What you will do — Return each line from the following items that contains the string "below". Case counts.

Records for processing —

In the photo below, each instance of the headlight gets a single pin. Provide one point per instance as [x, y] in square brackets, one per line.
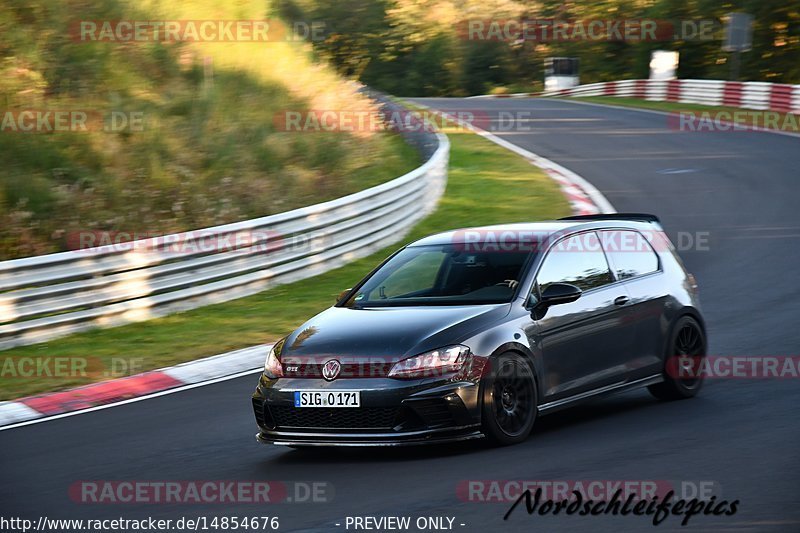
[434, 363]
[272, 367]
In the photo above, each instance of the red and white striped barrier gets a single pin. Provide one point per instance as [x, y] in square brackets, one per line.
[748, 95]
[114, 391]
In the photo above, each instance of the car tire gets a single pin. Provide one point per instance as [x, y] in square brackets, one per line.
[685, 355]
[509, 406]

==

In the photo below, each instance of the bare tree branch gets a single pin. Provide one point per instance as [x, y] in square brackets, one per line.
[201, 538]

Answer to the task —
In the photo below, each instance of the headlight gets a single pin. Provide one point per instance as [x, y] in square brackets, one per line.
In the photo below, each instance of the bare tree branch gets a single pin. Provide one point per instance as [x, y] in square brackets, one per line.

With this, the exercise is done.